== Provided records ==
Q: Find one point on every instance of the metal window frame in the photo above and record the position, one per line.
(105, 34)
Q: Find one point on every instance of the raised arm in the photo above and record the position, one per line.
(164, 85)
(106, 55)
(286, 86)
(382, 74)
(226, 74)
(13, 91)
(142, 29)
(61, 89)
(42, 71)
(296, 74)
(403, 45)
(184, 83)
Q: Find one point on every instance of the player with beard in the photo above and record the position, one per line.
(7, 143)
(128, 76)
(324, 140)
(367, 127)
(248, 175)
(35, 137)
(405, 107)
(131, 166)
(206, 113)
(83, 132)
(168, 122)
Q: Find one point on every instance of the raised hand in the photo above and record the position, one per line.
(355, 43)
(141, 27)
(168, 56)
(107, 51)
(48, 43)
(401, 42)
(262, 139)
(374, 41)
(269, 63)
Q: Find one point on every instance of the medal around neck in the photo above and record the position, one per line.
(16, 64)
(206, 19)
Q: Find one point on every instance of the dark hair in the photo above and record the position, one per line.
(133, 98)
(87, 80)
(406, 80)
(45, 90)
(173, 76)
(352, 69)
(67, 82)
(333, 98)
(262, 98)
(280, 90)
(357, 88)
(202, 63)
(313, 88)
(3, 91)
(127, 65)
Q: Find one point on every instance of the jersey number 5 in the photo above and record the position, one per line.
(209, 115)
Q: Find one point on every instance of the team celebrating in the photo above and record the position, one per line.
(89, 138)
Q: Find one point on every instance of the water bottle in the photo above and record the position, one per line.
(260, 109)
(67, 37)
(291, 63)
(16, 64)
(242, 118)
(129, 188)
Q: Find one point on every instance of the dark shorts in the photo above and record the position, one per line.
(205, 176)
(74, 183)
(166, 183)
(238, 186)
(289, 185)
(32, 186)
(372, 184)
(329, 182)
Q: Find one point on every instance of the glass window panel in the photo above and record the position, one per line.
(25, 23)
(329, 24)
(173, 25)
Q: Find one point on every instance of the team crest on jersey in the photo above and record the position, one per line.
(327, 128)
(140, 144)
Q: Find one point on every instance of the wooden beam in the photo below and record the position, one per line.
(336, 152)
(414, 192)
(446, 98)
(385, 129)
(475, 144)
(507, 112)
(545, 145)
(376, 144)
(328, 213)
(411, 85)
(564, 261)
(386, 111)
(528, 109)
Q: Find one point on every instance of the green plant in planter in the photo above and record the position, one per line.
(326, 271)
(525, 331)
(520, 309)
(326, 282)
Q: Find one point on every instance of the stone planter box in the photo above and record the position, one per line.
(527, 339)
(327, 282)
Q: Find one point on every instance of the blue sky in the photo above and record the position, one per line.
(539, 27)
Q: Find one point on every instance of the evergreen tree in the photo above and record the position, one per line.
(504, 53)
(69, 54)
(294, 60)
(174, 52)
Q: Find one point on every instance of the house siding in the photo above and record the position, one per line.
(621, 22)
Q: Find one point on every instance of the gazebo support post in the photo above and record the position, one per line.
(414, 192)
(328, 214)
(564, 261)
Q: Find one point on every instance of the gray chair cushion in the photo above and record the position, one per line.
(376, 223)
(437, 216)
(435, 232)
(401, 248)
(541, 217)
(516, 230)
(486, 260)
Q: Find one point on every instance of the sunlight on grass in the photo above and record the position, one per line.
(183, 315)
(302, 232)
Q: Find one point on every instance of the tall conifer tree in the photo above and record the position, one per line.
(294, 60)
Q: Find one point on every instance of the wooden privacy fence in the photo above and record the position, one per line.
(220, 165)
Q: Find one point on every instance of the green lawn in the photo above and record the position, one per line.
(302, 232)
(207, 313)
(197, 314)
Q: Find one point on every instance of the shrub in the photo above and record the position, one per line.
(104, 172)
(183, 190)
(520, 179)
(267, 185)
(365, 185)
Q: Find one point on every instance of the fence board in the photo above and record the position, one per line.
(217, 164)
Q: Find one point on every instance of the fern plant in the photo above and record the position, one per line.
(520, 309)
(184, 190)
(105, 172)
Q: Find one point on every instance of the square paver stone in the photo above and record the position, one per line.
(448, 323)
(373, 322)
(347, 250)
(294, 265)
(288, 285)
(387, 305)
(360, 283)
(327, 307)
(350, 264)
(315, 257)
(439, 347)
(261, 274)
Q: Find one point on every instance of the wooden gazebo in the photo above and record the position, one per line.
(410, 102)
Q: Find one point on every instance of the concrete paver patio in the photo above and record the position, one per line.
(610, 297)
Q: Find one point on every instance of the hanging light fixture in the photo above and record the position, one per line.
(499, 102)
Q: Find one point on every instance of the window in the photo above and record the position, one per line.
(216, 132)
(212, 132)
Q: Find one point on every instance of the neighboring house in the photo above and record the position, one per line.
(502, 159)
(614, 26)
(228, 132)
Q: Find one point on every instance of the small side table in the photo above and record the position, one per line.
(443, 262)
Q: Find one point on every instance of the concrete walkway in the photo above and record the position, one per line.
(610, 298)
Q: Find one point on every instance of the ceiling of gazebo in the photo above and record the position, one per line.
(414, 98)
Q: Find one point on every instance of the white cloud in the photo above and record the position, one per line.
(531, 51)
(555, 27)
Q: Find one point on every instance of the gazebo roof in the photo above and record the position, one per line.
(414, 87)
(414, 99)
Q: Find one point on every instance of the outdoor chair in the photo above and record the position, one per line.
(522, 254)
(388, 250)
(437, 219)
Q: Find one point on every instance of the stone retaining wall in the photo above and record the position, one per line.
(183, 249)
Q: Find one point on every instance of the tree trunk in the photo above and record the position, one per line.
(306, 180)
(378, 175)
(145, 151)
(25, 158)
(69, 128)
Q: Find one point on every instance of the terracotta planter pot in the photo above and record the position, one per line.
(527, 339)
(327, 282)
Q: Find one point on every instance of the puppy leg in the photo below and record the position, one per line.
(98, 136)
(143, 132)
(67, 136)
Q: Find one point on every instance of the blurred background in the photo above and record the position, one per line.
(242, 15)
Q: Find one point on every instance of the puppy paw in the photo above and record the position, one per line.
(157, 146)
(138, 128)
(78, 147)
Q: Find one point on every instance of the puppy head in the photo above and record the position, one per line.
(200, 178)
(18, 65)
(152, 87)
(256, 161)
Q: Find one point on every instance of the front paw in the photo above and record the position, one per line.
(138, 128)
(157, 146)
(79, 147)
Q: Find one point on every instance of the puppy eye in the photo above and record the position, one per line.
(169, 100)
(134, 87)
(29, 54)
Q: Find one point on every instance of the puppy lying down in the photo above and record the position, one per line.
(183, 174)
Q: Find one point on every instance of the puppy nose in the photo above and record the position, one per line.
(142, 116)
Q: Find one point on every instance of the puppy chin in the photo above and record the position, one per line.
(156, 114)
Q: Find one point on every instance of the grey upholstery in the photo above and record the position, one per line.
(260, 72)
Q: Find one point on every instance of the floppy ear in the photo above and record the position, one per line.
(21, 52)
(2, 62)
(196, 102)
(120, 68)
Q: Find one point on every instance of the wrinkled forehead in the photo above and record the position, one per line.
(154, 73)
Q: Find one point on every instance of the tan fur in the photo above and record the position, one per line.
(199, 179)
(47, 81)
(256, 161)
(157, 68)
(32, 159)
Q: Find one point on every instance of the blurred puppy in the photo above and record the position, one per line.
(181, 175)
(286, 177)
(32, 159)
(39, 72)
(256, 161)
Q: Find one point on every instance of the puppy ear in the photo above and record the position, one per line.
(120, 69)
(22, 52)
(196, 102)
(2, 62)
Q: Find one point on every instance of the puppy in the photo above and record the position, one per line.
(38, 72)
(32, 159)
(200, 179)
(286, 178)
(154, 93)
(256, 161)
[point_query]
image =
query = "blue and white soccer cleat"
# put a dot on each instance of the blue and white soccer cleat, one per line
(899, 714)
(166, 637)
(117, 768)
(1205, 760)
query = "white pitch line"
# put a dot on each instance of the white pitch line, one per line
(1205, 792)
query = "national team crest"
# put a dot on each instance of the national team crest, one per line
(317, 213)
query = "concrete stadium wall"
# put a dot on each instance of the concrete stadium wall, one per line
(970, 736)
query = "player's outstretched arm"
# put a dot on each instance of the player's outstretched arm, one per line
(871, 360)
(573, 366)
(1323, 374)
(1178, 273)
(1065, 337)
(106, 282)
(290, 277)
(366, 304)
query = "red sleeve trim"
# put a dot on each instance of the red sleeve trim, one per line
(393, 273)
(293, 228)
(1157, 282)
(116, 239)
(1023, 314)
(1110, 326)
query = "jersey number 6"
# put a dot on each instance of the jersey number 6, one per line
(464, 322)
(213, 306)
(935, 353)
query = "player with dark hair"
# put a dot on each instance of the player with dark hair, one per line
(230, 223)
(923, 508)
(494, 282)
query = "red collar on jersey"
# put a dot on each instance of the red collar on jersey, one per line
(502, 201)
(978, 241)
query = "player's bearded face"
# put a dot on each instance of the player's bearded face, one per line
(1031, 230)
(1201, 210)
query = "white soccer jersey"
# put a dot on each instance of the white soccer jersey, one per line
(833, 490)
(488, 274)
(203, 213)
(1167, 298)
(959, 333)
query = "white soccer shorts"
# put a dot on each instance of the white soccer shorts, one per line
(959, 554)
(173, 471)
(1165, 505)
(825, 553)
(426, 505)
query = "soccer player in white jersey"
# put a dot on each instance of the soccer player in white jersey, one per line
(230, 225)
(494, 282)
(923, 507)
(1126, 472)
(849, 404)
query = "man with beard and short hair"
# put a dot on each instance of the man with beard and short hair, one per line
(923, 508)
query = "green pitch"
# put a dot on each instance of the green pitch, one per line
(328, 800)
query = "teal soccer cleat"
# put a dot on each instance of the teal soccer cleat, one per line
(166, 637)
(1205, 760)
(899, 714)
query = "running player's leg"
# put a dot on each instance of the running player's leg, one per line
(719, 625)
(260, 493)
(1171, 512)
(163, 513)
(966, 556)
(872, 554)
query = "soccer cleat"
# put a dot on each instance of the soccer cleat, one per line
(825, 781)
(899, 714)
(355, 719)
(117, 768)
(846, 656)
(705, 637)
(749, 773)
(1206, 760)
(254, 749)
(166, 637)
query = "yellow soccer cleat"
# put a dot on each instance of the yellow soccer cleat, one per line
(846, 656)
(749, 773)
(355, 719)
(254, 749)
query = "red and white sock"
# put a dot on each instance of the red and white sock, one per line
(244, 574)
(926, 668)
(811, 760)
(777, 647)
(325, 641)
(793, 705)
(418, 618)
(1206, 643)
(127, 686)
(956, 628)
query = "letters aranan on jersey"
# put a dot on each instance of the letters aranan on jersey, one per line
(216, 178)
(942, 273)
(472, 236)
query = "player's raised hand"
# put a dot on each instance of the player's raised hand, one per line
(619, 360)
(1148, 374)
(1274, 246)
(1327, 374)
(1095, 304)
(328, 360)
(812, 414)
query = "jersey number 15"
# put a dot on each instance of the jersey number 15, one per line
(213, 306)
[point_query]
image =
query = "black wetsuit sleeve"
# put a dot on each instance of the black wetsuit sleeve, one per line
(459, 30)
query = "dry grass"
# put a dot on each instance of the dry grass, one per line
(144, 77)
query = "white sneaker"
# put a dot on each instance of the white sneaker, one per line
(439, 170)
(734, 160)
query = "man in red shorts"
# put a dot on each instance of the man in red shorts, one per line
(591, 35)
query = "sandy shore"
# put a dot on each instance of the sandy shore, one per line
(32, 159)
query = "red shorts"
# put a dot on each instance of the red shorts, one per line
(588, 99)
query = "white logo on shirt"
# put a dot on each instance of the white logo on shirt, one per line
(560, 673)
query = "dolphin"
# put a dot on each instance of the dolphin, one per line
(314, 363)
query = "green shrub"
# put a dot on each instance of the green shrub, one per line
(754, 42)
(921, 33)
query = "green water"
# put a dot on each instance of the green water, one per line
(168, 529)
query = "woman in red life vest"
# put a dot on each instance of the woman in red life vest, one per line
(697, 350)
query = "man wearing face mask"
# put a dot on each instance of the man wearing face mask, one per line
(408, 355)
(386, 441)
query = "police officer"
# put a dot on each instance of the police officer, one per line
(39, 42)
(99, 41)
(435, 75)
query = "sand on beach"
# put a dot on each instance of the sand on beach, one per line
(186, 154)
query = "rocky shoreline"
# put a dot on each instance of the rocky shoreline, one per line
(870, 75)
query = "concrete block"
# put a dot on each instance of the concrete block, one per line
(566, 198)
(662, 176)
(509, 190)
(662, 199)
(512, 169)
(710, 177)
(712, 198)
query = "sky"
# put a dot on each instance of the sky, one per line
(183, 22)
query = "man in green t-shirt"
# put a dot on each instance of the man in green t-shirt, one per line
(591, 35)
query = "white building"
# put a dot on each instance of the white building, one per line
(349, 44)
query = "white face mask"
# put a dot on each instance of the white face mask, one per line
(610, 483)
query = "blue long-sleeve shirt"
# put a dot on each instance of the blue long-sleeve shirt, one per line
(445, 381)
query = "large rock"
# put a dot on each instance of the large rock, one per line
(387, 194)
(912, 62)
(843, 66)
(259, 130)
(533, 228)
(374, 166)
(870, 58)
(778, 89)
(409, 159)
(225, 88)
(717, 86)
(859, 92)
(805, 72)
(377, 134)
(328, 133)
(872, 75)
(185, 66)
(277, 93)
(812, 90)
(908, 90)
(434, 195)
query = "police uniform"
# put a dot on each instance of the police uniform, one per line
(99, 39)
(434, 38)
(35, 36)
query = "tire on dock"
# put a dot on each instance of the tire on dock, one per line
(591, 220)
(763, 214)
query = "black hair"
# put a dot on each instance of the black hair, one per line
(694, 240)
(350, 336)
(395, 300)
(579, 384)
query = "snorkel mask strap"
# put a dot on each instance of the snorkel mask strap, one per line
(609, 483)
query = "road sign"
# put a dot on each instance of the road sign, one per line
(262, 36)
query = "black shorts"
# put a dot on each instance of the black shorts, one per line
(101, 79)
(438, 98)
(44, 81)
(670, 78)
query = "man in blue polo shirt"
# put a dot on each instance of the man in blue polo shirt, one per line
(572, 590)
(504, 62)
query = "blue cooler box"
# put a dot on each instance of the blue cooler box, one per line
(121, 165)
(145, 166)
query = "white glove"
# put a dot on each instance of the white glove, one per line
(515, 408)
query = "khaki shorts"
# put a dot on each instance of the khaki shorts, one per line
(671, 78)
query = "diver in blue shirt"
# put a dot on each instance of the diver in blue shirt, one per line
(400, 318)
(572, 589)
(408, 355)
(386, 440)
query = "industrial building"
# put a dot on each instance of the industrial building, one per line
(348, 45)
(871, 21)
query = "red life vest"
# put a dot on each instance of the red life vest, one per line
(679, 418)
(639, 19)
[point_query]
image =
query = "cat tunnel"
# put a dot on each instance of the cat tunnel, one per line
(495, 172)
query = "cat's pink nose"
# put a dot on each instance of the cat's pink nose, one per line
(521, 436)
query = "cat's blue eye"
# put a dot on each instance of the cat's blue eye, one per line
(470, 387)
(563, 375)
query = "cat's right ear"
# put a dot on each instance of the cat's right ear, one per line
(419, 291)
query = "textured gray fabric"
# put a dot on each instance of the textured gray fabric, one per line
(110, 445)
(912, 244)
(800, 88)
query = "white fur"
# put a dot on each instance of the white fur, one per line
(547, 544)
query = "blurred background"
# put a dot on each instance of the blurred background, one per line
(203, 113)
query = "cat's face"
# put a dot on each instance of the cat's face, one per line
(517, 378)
===
Given instruction: Pick out every line of the data above that contains the word "outstretched" and copy each one. Case counts, so match capital and lowercase letters exactly.

Completed task:
query = "player's outstretched arm"
# put a dot on each instance of the player's outstretched arm, one per line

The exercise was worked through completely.